BEGIN STUDY MATERIAL
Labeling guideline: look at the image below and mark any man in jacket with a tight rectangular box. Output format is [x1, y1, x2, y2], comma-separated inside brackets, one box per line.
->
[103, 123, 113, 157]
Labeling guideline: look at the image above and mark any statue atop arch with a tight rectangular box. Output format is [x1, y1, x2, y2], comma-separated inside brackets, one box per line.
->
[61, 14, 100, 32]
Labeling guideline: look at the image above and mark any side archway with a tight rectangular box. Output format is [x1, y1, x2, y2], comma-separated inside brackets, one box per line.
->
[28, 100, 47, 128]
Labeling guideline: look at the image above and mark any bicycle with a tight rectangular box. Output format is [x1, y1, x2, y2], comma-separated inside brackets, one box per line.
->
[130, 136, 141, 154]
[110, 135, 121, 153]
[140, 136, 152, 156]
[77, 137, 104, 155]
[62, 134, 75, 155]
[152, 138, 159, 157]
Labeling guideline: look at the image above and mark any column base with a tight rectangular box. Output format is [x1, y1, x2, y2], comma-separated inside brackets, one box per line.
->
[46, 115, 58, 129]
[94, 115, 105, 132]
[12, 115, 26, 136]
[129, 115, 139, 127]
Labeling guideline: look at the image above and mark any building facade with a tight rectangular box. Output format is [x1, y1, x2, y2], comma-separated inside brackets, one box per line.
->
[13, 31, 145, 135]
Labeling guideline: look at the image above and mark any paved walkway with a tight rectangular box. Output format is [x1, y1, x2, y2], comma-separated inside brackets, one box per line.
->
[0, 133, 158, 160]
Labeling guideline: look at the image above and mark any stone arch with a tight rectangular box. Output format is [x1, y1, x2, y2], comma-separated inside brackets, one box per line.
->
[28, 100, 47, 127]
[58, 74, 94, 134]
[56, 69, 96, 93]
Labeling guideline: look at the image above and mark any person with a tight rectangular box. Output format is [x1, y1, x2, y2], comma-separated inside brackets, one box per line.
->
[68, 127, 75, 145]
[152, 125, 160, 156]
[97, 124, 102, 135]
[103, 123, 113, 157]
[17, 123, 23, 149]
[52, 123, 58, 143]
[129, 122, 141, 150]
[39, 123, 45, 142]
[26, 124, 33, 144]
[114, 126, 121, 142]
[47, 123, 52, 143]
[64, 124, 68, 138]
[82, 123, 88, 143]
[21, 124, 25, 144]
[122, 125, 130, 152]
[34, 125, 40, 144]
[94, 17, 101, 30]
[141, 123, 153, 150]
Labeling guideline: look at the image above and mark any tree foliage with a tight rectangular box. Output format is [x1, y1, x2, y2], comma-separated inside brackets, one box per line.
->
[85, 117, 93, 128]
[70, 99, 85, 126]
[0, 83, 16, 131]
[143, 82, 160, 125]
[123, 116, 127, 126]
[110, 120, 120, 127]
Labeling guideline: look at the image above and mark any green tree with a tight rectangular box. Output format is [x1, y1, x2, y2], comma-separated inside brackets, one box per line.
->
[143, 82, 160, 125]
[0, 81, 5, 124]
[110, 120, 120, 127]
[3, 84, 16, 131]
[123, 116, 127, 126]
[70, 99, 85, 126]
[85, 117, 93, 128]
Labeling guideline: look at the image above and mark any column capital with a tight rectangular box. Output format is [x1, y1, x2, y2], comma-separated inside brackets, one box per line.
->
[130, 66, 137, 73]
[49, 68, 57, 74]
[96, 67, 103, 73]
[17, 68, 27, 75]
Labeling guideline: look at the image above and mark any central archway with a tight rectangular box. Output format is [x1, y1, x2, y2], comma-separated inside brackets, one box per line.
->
END STUDY MATERIAL
■ WHAT THE TASK REQUIRES: Copy out each line of the material and keep every word unchanged.

■ ANSWER BELOW:
Labeling guideline: look at the image below and mark any man in jacket with a tight rectangular box. Output format is [x1, y1, x2, y2], comma-separated inside brackets, one box per line.
->
[103, 123, 113, 157]
Labeling guideline: look at the image above and mark any statue atop arch with a tight rectangular box. Output format is [x1, y1, x2, y2], comma-separated inside brackets, one box per line.
->
[61, 14, 100, 32]
Labeling guideline: look at the image above and mark any side archway with a tight rectangular box. Output format is [x1, y1, x2, y2], comma-separated inside brackets, one box per line.
->
[28, 100, 47, 128]
Labeling guideline: look at the image above and mark any bicycle with a tight rectangular box. Output format is [x1, y1, x2, y2], comma-separated inside brackets, one box per line.
->
[130, 136, 141, 154]
[110, 135, 121, 153]
[140, 136, 152, 156]
[77, 137, 104, 155]
[62, 134, 75, 155]
[152, 138, 159, 157]
Labeling guideline: look at the image above and mark any column base with a tight rectangular box. Output format is [x1, y1, x2, y2], comma-separated inside brackets, one box per line.
->
[46, 115, 58, 129]
[94, 115, 105, 132]
[12, 115, 26, 136]
[129, 115, 139, 127]
Labeling guideline: look at the image above and mark any building facade with a tight rectangular box. Output format is [x1, y1, x2, y2], comma-separated inside brackets, one box per line.
->
[13, 31, 145, 135]
Labeling guideline: look at the image above and mark any paved walkway with a tight rectangular box. Output format is [x1, y1, x2, y2], comma-separated inside brackets, one box per line.
->
[0, 133, 158, 160]
Labeling guideline: look at the image above and mark any stone arch with a tight rectangular box. Output format is [x1, y1, x2, y2], comma-separated inside brackets, one box per line.
->
[28, 100, 47, 127]
[58, 74, 94, 134]
[56, 69, 96, 93]
Labeling guideline: look at the image above and mark any person with a tight rectangular box. Output format is [x1, y1, x2, y2], comma-separated inside brackets, one box per line.
->
[68, 127, 75, 145]
[152, 125, 160, 156]
[97, 124, 102, 135]
[103, 123, 113, 157]
[17, 123, 23, 149]
[52, 123, 58, 143]
[129, 122, 141, 150]
[39, 123, 45, 142]
[26, 124, 33, 144]
[114, 126, 121, 142]
[47, 123, 52, 143]
[64, 124, 68, 138]
[82, 123, 88, 143]
[21, 124, 25, 144]
[122, 125, 130, 152]
[34, 125, 40, 144]
[94, 17, 101, 30]
[141, 123, 153, 150]
Labeling guideline: look at the image above and mark any tree foliage with a tight rectangular box. Output format is [x1, y1, x2, y2], comma-separated inside brackets, one box per line.
->
[85, 117, 93, 128]
[70, 99, 85, 126]
[0, 83, 16, 131]
[143, 82, 160, 125]
[123, 116, 127, 126]
[110, 120, 120, 127]
Labeling guideline: look at the image above and mark any green tree with a tight rectangular box. Output format is [x1, y1, x2, y2], comma-separated inside brackets, one box per line.
->
[143, 82, 160, 125]
[0, 81, 5, 124]
[110, 120, 120, 127]
[3, 84, 16, 131]
[123, 116, 127, 126]
[70, 99, 85, 126]
[85, 117, 93, 128]
Labeling guideline: look at the image above and mark any column capital with a tight rectangular box. Output format is [x1, y1, x2, y2], comma-separated inside brackets, one box per line.
->
[130, 66, 137, 73]
[49, 68, 57, 74]
[96, 67, 103, 73]
[17, 68, 27, 75]
Labeling guideline: look at the image above and mark any central archway with a tight rectangular box. Output format is [x1, y1, x2, y2], comma-separated inside brackets, one box per line.
->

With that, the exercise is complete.